## REQUIRED WORK
From the data below, pick out and copy each line that contains the string "front".

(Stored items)
────
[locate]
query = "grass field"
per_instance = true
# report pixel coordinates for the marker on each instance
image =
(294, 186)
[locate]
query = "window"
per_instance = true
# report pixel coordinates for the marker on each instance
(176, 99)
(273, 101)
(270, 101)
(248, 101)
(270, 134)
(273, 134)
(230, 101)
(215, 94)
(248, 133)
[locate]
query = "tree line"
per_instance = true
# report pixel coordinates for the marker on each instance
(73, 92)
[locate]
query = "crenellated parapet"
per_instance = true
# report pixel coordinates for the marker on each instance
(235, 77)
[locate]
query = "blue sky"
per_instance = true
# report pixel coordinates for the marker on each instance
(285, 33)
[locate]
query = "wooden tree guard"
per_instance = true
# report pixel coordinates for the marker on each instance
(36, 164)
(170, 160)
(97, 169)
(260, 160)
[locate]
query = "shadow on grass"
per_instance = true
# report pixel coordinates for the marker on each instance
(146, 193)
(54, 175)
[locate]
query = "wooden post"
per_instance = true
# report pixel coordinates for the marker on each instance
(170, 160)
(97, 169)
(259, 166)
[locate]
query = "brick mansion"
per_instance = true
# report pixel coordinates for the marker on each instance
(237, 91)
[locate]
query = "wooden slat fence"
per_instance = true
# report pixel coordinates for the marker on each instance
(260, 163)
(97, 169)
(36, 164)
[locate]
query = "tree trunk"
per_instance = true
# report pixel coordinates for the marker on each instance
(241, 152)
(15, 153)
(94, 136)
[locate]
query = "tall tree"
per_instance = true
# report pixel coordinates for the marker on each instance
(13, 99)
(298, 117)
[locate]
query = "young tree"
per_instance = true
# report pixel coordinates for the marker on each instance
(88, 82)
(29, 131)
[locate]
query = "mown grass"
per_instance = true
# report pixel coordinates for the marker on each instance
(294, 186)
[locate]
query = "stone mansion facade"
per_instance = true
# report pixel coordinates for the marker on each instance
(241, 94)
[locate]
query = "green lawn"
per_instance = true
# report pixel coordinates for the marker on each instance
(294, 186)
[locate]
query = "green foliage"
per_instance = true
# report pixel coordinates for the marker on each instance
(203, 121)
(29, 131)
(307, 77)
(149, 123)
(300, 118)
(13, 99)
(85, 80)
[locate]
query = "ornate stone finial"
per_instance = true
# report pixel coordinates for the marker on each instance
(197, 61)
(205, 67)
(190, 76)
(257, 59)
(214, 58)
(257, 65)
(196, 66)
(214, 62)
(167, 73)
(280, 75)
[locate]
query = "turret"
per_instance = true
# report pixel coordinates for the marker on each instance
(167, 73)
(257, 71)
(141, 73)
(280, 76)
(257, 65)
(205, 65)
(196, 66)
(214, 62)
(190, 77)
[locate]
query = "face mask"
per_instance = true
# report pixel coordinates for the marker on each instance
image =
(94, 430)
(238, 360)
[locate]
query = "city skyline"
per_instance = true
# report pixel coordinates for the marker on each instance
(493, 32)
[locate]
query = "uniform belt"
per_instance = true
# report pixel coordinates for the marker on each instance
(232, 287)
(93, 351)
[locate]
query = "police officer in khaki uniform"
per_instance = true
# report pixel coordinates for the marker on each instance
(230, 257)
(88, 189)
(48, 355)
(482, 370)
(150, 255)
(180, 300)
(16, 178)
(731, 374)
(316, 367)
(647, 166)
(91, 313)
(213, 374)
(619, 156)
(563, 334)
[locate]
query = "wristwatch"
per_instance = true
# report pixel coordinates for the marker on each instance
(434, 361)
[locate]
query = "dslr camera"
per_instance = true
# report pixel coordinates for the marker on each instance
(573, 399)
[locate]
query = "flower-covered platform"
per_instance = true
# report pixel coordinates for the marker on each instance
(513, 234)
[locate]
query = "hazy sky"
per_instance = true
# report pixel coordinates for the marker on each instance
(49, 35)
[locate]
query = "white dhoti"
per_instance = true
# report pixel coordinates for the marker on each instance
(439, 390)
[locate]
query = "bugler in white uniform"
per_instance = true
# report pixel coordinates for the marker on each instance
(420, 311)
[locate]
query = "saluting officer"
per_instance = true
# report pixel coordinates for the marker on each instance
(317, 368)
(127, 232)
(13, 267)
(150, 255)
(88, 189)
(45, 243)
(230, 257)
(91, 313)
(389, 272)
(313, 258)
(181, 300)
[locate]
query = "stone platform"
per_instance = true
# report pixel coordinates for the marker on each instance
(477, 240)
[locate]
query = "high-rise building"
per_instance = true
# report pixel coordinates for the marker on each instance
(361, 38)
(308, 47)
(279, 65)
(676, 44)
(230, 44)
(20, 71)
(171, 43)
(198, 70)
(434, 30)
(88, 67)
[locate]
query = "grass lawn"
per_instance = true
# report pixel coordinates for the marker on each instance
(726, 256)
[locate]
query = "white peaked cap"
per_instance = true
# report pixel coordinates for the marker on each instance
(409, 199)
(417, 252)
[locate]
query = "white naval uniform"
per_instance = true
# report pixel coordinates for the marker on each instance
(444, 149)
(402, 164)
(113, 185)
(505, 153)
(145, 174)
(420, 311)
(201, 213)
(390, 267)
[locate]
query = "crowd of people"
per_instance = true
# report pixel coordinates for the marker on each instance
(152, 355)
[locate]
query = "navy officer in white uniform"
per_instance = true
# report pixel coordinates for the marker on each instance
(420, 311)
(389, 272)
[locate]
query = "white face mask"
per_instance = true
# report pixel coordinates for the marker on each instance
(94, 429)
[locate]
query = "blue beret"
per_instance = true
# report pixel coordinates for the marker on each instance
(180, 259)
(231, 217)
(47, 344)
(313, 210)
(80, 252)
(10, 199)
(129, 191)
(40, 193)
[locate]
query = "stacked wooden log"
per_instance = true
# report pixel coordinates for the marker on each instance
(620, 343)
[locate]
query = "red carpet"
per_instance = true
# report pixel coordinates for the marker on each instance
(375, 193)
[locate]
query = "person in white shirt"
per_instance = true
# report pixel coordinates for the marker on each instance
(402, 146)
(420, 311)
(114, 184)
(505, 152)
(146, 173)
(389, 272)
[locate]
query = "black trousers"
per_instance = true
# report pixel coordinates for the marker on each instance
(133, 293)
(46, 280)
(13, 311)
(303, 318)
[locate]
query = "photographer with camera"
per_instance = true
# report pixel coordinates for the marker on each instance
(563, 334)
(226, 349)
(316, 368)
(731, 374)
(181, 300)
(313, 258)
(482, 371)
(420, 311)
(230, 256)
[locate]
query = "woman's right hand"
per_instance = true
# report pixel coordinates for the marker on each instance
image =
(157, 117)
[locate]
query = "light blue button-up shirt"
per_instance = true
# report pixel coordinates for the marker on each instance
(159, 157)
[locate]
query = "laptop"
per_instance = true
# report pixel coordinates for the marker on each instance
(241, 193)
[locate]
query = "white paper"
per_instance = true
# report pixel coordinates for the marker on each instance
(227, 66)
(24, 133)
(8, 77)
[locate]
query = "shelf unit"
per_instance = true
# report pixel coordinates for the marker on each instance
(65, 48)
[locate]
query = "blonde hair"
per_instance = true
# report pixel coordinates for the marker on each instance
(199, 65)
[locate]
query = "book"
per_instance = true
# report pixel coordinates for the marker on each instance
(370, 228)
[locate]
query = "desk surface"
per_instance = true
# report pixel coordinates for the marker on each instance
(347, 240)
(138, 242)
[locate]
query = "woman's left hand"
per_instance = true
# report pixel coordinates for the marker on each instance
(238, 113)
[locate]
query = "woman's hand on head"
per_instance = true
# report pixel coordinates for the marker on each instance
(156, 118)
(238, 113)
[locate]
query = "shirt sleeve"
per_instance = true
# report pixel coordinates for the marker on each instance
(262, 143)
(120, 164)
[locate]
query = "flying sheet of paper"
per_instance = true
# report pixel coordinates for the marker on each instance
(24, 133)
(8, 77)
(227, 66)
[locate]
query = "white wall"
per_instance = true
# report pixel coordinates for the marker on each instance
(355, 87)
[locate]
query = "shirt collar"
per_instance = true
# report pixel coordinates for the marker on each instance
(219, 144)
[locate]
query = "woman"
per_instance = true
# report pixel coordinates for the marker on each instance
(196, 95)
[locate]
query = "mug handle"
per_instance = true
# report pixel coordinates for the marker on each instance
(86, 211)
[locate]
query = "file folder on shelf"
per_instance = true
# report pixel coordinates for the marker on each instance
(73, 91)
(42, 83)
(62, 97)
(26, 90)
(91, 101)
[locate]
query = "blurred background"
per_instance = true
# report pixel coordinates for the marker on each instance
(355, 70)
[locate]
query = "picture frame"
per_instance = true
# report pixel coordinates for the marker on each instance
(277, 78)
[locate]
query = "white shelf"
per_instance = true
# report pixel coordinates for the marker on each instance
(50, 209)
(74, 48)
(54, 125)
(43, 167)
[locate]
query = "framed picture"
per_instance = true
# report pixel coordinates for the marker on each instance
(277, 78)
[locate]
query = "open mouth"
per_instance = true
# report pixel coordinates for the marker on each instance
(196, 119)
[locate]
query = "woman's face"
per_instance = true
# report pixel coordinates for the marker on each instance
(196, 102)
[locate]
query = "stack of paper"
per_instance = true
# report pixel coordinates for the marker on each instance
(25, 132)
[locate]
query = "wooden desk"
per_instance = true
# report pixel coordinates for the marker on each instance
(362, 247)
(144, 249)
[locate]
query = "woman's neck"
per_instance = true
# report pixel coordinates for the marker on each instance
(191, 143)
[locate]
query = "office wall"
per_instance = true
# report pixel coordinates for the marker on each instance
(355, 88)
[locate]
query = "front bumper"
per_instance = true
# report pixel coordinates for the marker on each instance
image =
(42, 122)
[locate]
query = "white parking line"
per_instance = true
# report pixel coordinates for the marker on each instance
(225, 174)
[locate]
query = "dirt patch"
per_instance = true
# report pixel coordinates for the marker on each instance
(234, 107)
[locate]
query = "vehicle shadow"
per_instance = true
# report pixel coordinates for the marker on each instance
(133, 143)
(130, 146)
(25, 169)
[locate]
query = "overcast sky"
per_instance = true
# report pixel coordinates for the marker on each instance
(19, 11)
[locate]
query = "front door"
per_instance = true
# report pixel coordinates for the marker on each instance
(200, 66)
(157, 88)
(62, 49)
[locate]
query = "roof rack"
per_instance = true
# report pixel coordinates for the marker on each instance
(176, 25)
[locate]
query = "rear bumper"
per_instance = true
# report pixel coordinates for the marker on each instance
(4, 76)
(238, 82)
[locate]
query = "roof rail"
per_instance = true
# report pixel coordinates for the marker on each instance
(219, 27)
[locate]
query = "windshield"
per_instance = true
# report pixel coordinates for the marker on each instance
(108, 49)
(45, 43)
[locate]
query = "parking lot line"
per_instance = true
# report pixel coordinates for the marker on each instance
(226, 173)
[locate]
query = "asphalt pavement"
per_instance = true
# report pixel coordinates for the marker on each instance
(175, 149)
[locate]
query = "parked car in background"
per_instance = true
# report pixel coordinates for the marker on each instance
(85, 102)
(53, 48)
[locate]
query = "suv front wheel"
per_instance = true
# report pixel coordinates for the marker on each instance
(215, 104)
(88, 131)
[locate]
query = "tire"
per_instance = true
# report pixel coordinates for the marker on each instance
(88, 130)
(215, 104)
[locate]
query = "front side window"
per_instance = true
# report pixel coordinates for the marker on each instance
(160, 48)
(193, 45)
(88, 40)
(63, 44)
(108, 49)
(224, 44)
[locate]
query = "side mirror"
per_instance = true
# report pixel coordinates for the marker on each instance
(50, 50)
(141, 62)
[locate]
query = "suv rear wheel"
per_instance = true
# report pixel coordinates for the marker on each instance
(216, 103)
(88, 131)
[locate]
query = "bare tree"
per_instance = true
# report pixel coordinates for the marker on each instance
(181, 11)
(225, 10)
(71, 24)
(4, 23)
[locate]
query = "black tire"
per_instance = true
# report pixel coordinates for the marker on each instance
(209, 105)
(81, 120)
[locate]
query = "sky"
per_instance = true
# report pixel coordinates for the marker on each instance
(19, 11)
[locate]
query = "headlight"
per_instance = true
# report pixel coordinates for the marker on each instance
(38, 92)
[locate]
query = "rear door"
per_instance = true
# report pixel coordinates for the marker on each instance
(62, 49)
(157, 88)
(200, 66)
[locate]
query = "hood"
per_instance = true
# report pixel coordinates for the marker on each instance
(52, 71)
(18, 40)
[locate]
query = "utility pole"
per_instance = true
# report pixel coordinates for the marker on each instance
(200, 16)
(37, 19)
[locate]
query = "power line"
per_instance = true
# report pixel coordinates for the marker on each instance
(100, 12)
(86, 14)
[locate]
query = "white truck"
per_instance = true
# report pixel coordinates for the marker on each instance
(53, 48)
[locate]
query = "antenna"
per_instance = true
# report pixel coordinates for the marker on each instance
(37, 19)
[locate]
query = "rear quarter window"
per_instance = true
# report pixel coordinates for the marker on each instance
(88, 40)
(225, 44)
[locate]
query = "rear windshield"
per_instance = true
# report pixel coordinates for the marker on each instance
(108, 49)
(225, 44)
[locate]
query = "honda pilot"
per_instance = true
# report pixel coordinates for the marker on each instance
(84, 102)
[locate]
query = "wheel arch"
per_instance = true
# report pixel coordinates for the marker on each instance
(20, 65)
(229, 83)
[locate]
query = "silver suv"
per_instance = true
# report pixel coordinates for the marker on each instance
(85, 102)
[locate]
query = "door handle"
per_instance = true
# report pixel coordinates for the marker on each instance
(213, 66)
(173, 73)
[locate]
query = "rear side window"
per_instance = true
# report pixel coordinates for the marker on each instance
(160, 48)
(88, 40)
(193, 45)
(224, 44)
────
## TASK RESPONSE
query = "front bumper"
query = "front door"
query = "suv front wheel"
query = "front side window"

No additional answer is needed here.